Source passage:
%%
Baidu's web spider ignores robots.txt
(at least sometimes)
On my personal site I've had an entry in my
robots.txt
to totally disallow Baidu's web spider for a long time,
for various reasons (including that it doesn't respect nofollow
). Recently I was looking at my logs for another
reason, and, well, imagine my surprise when I saw requests from
something with a user-agent of Baiduspider/2.0
. Further investigation
showed that this has been going on for several months, although the
request volume was not high. Worse, not only is Baidu's spider crawling
when it shouldn't be, it seems to be not requesting robots.txt
more
than very occasionally (and it usually requests robots.txt
with a
blandly non-robot user-agent, or at least I assume that the fetches of
robots.txt
from Baidu's IP address range are from their robot).
All of this seems to have started when I switched my personal site to
all-HTTPS, but that's not an excuse for Baidu
(or anyone else). Yes, there are redirections from the HTTP version
involved, but things still work (and I actually wound up making an
exemption for _robots.txt). The plain
fact is that Baidu is flagrantly ignoring robots.txt
and not even
fetching it.
I don't tolerate this sort of web spider behavior. As a result, on my personal site Baidu is now blocked at the web server level (based on both IP address and user-agent) and I've just added similar blocks for it here on Wandering Thoughts. I'm aware that Baidu doesn't care about a piddly little site like me blocking them but I do, so I'm doing this no matter how quixotic it feels like.
(I'm writing this entry about the situation because Baidu's behavior makes me genuinely angry (for a small amount of anger). And bad behavior by a major search engine should be called out.)
|
|
%%
Data entries
%%
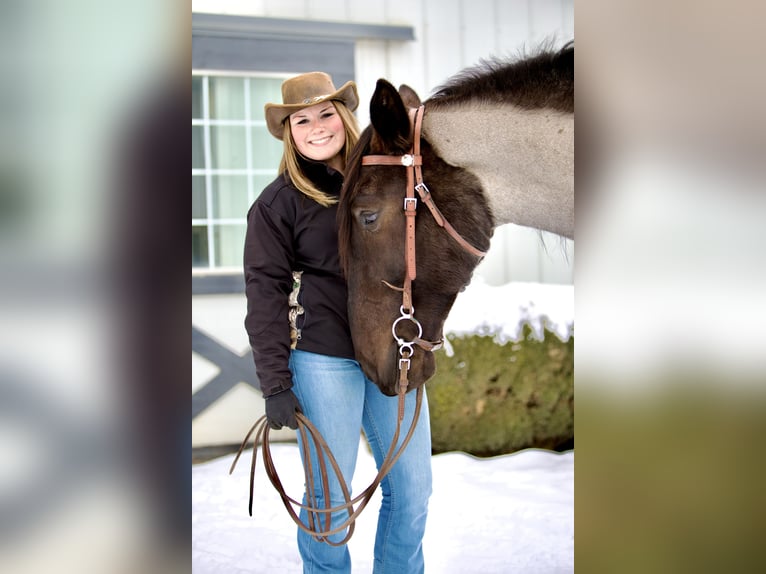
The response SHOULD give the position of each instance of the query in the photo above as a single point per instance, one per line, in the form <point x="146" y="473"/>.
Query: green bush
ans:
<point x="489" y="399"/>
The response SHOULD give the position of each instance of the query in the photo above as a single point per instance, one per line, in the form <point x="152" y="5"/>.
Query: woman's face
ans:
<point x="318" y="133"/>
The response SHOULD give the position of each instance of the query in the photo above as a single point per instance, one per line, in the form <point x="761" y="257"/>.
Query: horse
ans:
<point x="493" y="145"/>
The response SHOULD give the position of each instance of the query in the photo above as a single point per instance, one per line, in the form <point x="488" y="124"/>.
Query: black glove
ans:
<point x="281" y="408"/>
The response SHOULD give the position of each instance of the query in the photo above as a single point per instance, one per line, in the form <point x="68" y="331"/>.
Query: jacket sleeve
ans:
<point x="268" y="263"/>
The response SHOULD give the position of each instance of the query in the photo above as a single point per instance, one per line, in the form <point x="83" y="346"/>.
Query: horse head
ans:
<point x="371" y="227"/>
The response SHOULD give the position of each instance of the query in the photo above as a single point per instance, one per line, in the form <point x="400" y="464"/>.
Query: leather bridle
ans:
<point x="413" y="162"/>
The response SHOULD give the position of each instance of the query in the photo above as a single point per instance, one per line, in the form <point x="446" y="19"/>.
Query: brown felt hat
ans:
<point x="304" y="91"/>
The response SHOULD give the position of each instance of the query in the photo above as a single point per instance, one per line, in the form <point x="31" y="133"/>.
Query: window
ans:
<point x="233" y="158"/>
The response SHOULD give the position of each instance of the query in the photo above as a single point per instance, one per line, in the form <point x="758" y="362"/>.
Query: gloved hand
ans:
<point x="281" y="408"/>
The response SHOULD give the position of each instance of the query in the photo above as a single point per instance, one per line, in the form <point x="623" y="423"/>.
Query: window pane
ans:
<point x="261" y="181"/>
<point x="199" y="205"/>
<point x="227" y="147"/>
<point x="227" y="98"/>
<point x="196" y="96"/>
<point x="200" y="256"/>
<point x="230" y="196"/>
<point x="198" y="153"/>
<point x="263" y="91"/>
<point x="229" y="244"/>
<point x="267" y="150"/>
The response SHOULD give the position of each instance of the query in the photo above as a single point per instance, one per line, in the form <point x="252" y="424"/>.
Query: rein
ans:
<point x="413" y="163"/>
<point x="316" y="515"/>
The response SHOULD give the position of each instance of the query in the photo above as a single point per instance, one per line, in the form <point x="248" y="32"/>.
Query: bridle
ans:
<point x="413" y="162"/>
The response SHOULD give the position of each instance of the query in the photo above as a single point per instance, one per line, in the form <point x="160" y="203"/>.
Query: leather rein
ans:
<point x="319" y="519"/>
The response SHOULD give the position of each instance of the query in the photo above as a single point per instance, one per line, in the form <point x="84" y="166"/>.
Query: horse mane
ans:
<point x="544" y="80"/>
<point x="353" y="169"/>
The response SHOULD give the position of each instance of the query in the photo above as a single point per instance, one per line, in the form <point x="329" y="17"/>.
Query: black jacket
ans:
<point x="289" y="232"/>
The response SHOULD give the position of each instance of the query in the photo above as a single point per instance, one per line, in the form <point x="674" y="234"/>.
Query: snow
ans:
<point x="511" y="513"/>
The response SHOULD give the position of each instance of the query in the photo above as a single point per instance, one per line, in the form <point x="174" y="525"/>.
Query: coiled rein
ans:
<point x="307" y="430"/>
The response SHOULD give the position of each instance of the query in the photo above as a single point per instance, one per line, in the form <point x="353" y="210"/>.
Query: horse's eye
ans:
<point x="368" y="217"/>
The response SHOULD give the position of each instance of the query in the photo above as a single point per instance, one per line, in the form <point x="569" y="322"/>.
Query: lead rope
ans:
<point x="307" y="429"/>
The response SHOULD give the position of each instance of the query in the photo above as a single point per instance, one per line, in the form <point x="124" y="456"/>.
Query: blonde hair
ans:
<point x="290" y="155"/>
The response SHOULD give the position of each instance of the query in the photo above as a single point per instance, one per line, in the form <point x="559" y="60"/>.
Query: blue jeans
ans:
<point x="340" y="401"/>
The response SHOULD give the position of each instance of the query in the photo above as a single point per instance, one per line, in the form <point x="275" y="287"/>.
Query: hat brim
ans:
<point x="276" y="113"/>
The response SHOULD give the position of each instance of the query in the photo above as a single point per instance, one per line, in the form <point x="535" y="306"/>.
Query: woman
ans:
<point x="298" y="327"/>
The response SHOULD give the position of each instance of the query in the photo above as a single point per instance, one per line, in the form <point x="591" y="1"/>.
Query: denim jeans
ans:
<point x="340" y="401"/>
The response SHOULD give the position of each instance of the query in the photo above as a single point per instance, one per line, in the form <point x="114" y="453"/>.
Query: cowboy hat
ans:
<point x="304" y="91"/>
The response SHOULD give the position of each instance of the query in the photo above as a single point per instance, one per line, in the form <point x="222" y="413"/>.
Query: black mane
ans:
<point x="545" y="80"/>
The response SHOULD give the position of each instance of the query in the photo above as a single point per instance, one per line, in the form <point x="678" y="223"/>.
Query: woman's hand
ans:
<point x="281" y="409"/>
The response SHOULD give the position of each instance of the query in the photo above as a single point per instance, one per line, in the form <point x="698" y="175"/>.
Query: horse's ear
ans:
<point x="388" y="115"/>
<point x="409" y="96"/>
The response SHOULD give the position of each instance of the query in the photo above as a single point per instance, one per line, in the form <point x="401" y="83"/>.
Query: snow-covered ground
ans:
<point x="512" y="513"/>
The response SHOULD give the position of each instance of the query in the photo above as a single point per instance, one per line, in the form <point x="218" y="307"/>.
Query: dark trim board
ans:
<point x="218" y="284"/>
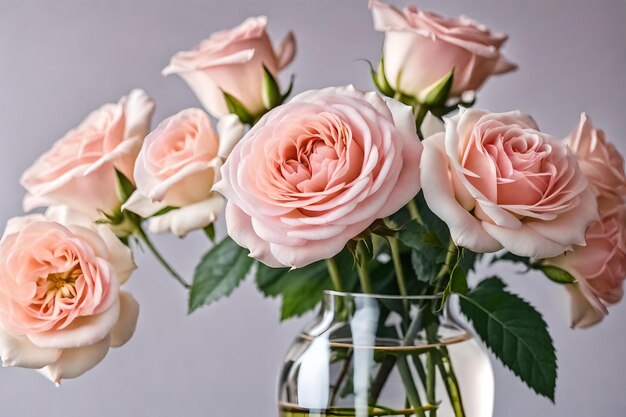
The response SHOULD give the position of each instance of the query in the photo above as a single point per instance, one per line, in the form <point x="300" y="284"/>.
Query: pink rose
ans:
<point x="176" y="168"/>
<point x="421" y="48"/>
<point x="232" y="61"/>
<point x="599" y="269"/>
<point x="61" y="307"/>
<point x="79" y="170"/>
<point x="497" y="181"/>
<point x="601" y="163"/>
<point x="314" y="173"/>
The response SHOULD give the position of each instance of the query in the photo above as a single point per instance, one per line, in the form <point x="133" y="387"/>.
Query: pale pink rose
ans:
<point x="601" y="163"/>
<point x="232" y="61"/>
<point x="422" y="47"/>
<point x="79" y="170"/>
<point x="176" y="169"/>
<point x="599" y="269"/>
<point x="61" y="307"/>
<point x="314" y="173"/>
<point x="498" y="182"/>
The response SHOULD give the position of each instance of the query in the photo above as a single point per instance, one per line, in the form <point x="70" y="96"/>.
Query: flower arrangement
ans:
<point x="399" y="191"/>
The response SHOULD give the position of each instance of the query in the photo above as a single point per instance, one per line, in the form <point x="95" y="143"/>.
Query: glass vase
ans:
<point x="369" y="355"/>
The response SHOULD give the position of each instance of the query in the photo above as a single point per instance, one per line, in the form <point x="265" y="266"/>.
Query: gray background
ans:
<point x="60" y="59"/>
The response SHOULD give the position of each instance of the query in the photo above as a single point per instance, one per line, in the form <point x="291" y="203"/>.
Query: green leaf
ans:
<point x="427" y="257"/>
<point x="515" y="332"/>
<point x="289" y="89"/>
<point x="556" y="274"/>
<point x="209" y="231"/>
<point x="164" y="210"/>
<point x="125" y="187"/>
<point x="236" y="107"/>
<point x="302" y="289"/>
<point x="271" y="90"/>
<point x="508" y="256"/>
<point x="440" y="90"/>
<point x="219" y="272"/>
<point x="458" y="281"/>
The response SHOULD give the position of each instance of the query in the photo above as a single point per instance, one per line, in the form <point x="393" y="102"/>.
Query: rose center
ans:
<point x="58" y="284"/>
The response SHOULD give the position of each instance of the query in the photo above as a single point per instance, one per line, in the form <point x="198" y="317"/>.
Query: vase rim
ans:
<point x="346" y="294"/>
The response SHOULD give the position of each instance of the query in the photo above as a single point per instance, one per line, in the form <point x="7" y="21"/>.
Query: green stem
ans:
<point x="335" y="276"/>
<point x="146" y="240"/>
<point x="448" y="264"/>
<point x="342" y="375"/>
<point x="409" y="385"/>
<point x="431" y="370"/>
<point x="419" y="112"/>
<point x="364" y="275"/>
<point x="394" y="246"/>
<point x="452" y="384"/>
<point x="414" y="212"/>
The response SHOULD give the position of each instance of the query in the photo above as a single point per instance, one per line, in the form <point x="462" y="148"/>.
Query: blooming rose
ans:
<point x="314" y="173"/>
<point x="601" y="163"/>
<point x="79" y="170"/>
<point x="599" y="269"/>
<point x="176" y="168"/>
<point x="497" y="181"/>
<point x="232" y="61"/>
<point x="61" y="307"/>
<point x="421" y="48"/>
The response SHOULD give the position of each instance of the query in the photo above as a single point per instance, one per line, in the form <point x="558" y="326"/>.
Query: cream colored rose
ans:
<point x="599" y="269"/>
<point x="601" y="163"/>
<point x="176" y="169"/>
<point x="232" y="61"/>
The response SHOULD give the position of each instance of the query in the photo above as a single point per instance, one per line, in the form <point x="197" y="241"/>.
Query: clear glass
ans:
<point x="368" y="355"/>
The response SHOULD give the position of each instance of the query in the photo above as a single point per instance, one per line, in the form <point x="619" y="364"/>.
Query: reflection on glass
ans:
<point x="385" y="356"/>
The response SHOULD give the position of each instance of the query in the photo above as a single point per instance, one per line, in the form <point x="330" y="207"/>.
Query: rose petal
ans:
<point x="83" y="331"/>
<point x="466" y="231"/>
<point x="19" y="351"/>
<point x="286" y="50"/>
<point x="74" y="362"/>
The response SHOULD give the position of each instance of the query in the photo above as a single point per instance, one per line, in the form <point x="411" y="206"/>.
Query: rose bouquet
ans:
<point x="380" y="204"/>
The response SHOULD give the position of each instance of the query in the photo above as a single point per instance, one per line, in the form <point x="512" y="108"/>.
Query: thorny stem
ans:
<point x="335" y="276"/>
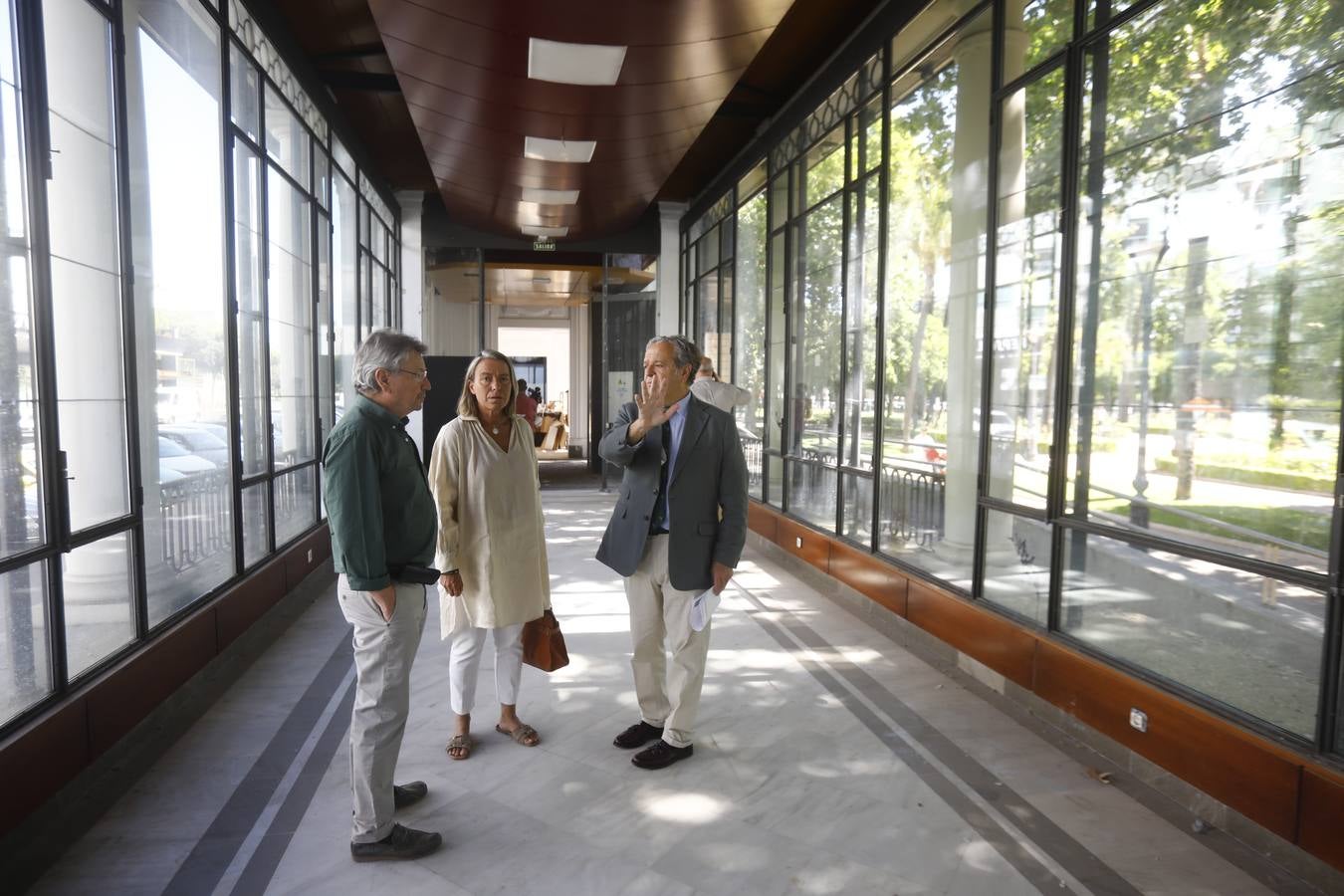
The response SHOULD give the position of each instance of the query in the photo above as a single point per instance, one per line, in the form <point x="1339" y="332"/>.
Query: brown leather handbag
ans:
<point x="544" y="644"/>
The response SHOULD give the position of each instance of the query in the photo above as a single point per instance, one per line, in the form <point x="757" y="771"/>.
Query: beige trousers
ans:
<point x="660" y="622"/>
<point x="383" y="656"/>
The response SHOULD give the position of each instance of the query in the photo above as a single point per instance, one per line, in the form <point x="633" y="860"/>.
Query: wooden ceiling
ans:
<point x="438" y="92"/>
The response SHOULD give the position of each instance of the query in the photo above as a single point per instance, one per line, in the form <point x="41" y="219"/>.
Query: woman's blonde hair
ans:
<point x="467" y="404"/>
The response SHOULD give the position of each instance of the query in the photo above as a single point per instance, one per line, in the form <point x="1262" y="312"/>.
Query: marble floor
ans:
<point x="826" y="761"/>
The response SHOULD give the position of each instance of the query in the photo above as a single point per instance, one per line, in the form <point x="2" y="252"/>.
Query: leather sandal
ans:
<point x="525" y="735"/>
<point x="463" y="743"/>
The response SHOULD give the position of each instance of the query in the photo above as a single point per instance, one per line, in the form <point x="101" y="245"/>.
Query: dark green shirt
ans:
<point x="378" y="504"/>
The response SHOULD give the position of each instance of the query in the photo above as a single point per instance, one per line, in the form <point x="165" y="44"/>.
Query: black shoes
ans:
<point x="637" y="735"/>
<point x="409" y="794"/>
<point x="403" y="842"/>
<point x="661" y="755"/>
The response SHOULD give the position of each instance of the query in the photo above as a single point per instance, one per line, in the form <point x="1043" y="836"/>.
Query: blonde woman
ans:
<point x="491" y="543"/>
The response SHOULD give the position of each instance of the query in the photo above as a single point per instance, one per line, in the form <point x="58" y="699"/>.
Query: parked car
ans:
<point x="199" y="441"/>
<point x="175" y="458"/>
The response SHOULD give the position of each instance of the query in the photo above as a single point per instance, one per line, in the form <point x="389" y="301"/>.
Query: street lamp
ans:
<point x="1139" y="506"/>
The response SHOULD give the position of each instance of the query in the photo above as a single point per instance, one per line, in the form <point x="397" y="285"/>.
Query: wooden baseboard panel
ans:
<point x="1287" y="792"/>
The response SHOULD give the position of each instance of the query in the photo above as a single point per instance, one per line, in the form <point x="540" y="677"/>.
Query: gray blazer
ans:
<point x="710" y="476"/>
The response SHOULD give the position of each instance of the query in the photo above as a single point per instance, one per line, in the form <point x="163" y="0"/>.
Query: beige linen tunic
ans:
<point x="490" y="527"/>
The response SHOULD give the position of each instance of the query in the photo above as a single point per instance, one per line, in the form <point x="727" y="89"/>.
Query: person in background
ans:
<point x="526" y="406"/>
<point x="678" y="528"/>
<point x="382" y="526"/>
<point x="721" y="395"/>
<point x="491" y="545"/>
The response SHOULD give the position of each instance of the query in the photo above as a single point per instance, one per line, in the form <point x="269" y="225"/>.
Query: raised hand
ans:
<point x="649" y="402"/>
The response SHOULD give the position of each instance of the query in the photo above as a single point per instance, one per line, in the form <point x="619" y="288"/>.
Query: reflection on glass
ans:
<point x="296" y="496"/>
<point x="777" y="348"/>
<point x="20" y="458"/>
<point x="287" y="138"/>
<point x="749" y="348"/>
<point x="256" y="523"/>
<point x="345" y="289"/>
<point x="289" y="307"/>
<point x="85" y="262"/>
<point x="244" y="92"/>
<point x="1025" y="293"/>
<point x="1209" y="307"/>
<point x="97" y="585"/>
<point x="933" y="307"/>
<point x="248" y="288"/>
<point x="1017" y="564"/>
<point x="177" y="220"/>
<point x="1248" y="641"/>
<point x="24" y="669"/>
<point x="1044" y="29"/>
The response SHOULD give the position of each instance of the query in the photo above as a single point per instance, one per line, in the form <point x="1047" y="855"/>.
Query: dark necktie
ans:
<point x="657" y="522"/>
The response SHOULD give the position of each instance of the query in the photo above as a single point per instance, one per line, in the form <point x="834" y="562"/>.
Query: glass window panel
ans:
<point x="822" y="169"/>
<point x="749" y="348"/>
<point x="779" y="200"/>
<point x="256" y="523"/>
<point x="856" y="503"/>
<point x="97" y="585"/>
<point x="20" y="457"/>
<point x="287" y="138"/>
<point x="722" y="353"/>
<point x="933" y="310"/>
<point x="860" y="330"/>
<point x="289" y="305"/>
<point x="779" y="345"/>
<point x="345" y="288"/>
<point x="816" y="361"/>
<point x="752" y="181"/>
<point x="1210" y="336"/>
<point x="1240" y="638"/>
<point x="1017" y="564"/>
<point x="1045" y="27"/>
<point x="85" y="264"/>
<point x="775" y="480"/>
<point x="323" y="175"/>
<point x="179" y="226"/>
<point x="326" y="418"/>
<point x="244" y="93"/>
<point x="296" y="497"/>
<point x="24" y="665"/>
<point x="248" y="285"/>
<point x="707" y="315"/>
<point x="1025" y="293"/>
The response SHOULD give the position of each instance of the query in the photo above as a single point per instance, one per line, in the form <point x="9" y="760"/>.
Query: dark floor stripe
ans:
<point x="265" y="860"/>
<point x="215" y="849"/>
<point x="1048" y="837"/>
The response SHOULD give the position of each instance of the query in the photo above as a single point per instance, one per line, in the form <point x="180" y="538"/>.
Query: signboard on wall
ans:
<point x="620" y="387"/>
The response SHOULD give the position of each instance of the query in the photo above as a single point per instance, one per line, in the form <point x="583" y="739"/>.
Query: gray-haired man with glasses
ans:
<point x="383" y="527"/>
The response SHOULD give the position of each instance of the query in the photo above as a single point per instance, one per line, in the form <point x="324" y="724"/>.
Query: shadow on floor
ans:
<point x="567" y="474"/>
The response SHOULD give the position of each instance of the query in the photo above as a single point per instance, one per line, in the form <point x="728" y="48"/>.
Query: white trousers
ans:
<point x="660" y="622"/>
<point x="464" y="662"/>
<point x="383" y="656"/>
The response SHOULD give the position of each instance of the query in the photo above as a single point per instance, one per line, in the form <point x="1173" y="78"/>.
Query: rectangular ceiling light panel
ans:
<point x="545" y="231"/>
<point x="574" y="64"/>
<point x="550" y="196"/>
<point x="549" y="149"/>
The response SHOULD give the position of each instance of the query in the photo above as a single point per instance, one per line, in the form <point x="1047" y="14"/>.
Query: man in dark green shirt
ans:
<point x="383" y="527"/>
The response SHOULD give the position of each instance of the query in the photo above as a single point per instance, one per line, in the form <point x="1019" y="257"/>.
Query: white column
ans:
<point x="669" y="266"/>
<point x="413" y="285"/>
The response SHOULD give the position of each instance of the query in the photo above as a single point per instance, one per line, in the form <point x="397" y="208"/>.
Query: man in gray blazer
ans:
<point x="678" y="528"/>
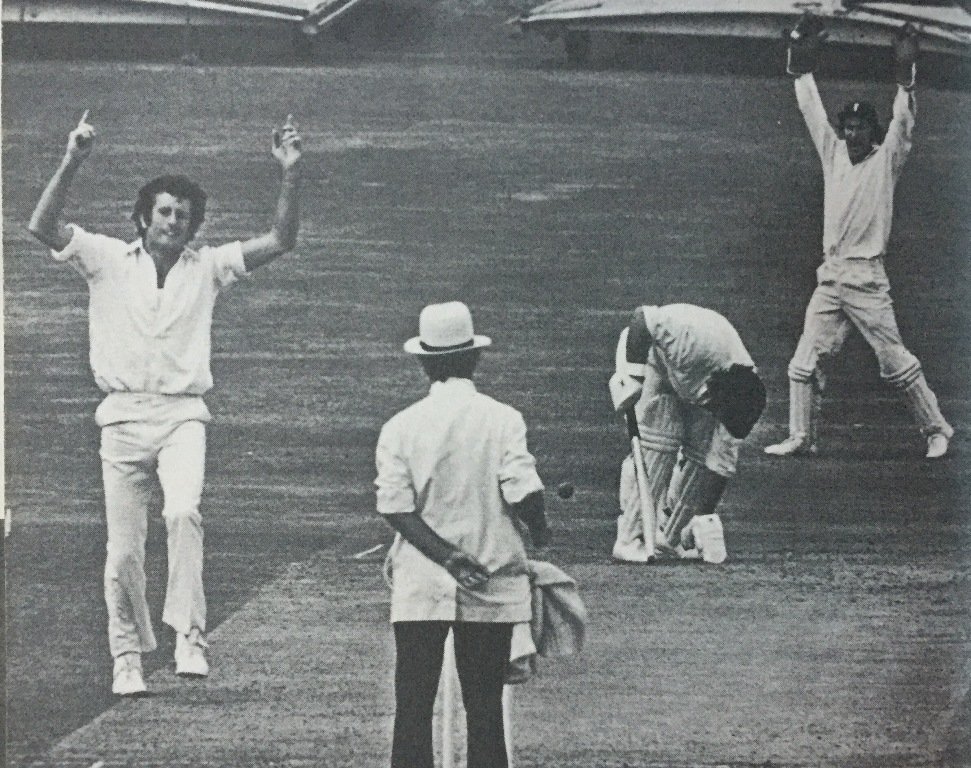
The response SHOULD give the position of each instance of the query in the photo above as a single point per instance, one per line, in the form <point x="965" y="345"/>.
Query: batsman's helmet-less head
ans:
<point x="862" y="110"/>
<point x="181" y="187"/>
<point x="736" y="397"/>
%%
Given instruction: Reproduce the passage of the post about Baidu's web spider from "I don't tolerate" to "it feels like.", word for word.

Written reply:
I don't tolerate this sort of web spider behavior. As a result, on my personal site Baidu is now blocked at the web server level (based on both IP address and user-agent) and I've just added similar blocks for it here on Wandering Thoughts. I'm aware that Baidu doesn't care about a piddly little site like me blocking them but I do, so I'm doing this no matter how quixotic it feels like.